▸ **Short exercise**: Recast everything from the line containing "I would appreciate it if you could identify the person" down to the end of the items below as a JSON list of strings, one string per line. Leave out blank lines and include no other lines.

▸ **Items**:
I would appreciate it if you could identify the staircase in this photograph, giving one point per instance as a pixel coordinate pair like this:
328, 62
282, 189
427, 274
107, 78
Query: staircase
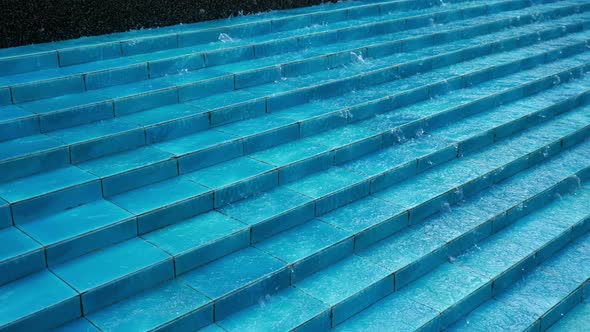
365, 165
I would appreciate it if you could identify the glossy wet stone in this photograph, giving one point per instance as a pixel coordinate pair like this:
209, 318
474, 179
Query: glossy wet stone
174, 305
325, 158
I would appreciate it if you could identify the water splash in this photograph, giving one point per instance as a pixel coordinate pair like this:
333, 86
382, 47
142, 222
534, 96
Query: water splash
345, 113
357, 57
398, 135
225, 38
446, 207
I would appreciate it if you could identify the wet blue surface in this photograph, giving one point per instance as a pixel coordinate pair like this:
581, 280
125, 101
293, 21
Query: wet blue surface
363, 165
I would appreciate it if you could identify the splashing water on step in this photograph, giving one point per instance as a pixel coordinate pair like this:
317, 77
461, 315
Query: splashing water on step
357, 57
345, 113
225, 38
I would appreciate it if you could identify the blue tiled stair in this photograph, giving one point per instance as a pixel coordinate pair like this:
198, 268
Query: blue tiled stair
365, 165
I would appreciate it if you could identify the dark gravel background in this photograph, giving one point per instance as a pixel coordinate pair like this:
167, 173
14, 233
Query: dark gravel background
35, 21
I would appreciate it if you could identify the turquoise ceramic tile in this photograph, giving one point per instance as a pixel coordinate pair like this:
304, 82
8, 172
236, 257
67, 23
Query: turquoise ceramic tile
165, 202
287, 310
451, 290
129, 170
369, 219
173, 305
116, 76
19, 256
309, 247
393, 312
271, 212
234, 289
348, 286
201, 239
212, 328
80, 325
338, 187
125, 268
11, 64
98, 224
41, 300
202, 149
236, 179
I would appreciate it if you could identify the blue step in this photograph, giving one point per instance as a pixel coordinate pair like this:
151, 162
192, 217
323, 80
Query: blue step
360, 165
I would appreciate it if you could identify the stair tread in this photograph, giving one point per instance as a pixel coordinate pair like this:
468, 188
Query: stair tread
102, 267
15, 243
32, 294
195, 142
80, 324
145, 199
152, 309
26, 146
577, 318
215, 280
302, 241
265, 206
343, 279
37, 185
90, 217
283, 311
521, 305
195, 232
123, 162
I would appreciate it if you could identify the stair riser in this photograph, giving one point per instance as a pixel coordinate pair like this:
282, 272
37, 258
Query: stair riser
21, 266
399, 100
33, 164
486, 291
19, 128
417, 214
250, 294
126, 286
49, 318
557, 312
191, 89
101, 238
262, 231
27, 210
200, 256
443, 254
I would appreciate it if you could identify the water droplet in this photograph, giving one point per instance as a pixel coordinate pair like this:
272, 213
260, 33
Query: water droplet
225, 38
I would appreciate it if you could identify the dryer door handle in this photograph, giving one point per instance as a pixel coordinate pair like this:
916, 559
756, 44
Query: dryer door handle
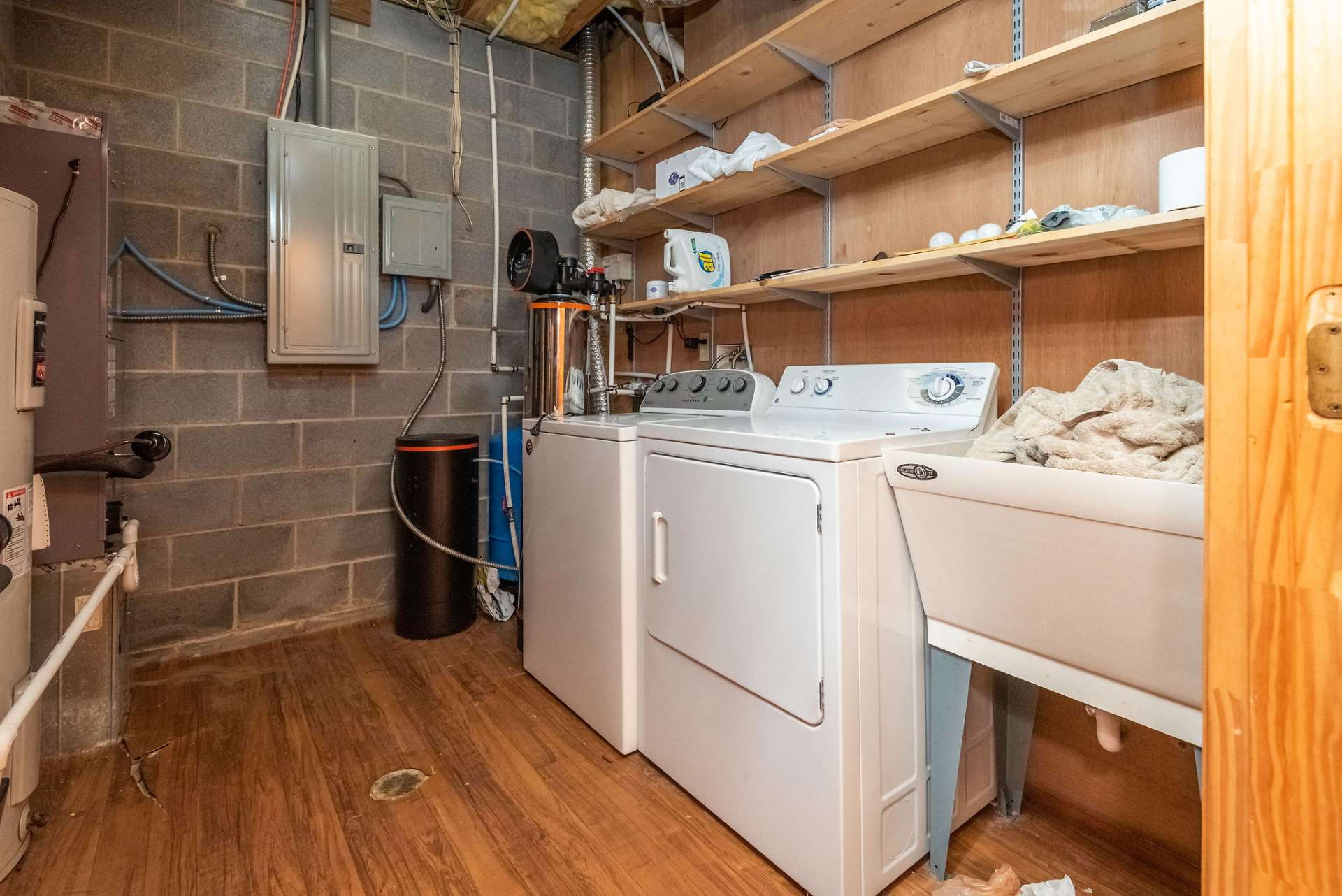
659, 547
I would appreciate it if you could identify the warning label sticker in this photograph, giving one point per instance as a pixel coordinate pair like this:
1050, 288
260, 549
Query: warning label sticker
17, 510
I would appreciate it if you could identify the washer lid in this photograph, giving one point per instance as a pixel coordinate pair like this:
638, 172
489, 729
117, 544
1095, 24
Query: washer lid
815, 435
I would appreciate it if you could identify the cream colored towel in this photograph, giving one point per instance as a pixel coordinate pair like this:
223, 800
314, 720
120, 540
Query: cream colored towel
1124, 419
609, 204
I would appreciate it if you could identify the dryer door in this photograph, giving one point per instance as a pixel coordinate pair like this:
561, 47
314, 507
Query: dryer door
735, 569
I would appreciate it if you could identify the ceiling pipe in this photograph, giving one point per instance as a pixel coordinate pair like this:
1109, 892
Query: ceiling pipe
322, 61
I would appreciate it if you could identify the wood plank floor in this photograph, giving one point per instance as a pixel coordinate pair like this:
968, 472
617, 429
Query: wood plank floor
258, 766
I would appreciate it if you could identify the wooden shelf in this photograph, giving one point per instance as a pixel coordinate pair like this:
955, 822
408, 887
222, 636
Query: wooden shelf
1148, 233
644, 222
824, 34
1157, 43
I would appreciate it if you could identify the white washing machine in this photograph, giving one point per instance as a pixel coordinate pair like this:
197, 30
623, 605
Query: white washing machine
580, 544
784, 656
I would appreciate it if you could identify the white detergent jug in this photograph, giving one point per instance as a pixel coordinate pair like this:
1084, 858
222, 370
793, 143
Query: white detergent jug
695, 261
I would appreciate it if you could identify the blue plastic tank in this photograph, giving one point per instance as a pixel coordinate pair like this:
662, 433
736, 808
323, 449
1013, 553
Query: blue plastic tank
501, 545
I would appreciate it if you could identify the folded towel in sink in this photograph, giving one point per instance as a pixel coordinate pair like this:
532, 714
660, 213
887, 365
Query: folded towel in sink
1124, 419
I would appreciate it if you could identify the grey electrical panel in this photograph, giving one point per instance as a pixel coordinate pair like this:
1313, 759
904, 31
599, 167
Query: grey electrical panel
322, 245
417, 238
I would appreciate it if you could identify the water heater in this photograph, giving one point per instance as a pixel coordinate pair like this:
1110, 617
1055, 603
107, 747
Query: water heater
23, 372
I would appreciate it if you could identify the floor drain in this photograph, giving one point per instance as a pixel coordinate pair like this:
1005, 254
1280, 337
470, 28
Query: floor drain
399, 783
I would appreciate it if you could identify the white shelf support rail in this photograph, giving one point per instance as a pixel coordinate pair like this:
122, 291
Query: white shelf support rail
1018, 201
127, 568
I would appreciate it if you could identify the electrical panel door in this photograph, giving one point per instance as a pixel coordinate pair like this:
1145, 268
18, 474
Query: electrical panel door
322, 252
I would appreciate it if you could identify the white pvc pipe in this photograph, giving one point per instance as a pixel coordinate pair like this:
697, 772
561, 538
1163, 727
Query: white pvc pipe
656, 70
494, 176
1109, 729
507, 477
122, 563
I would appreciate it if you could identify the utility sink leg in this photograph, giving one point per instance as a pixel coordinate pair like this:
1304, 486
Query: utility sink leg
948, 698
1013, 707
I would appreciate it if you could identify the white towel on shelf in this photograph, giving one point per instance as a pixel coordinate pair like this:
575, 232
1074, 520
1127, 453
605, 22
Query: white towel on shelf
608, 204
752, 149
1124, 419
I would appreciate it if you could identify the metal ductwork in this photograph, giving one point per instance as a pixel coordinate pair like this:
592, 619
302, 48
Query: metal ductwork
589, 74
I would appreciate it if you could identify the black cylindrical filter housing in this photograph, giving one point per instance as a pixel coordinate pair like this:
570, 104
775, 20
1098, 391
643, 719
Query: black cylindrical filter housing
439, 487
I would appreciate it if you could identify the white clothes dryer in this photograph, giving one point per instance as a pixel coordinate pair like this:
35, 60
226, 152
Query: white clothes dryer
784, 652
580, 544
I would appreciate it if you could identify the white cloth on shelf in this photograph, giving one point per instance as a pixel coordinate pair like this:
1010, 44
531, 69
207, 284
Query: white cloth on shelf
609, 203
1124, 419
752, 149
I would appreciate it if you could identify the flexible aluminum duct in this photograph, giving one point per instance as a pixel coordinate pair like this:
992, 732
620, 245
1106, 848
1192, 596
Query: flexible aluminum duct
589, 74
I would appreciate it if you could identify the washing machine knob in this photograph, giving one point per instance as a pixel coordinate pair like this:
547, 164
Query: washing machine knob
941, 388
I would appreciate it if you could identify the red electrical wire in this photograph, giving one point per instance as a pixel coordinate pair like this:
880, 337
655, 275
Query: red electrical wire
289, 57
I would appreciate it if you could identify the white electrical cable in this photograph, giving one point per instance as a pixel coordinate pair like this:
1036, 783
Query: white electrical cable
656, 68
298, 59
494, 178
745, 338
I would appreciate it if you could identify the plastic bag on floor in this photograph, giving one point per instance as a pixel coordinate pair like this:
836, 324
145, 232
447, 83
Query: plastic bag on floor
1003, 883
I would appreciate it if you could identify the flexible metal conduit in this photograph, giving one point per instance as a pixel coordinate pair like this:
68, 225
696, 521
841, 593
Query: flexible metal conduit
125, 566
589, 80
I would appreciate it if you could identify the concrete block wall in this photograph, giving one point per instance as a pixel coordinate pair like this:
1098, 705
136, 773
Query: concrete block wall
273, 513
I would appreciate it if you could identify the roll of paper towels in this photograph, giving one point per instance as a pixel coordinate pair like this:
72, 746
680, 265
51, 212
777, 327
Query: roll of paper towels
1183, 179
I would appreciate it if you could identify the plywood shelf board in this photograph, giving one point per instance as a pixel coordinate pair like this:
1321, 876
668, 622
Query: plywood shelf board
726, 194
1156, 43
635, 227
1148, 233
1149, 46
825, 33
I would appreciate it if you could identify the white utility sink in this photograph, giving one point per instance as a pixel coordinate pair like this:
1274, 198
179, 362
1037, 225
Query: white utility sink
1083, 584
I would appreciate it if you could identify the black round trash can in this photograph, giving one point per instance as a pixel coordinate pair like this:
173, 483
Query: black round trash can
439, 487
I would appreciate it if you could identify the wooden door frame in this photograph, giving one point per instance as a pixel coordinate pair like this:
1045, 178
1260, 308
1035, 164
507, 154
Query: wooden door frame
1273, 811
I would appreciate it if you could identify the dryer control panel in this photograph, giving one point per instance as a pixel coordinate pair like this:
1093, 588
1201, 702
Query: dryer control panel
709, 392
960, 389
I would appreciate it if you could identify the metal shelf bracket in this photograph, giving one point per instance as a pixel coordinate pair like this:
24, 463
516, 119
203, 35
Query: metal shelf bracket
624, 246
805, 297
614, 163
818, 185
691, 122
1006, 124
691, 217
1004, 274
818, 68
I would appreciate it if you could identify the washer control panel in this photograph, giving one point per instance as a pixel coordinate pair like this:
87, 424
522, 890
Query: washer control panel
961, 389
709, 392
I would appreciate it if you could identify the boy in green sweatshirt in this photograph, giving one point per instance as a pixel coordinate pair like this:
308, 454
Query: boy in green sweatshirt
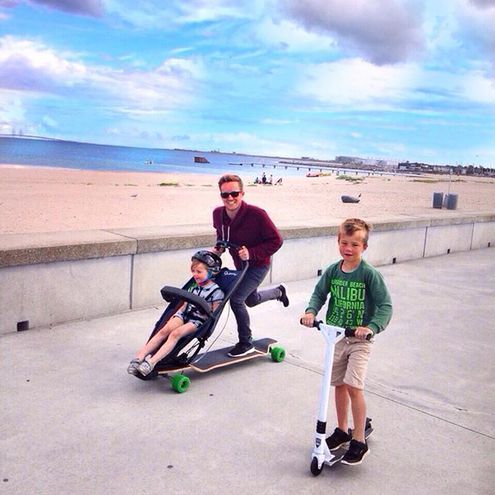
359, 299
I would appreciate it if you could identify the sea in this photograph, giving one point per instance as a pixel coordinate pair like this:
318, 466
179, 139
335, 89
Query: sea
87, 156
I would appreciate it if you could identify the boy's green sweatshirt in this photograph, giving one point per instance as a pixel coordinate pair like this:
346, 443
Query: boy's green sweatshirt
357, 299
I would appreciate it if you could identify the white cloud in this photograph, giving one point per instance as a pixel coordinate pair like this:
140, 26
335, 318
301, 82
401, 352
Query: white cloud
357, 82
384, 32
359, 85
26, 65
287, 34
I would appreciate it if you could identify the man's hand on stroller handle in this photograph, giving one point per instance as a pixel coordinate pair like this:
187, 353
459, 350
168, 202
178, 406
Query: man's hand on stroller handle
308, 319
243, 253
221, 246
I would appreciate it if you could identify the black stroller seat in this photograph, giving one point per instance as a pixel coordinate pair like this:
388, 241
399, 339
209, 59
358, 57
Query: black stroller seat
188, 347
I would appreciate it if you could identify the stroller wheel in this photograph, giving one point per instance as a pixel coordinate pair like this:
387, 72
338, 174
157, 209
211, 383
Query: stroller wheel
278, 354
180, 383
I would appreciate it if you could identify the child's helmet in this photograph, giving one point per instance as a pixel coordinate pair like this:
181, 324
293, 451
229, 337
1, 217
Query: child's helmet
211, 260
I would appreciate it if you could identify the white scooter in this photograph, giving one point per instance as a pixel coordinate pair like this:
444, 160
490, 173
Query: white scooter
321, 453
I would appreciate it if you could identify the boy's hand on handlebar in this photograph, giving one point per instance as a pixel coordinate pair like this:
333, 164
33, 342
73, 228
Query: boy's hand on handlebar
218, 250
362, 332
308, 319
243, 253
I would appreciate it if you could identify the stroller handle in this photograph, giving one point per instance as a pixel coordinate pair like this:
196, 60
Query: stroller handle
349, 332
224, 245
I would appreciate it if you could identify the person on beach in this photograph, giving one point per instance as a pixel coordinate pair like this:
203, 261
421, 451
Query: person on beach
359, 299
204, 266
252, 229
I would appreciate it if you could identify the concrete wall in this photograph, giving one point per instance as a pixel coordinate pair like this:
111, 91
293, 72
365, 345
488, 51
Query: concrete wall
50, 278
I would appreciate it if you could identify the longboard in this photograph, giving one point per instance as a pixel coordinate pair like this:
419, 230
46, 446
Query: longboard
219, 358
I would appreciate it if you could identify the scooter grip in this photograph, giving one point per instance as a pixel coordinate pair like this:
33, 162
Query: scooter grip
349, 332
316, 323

▸ **Reply**:
[
  "I would appreciate it if you could identify the person on beach in this photograph, giving one point per instance as a pixel coordinate pair like this:",
  "203, 261",
  "421, 451",
  "Query: person on beach",
  "359, 299",
  "204, 266",
  "252, 229",
  "I would appreciate it if you could identify the concrete wall in this photograph, giving one point per instance as a pixel coordinate pair like this:",
  "111, 91",
  "293, 72",
  "365, 345",
  "488, 51",
  "Query: concrete wall",
  "50, 278",
  "I would appreciate it if you could identify the longboard in this photograph, giving one point per instance as a pixel coordinate pair like this:",
  "419, 230",
  "46, 446",
  "Query: longboard",
  "219, 358",
  "I would appreciate it if you could identify the scooter grip in this photograph, giving one point per instance as a pixel coordinate pair like this:",
  "33, 162",
  "Query: scooter grip",
  "349, 332",
  "316, 323"
]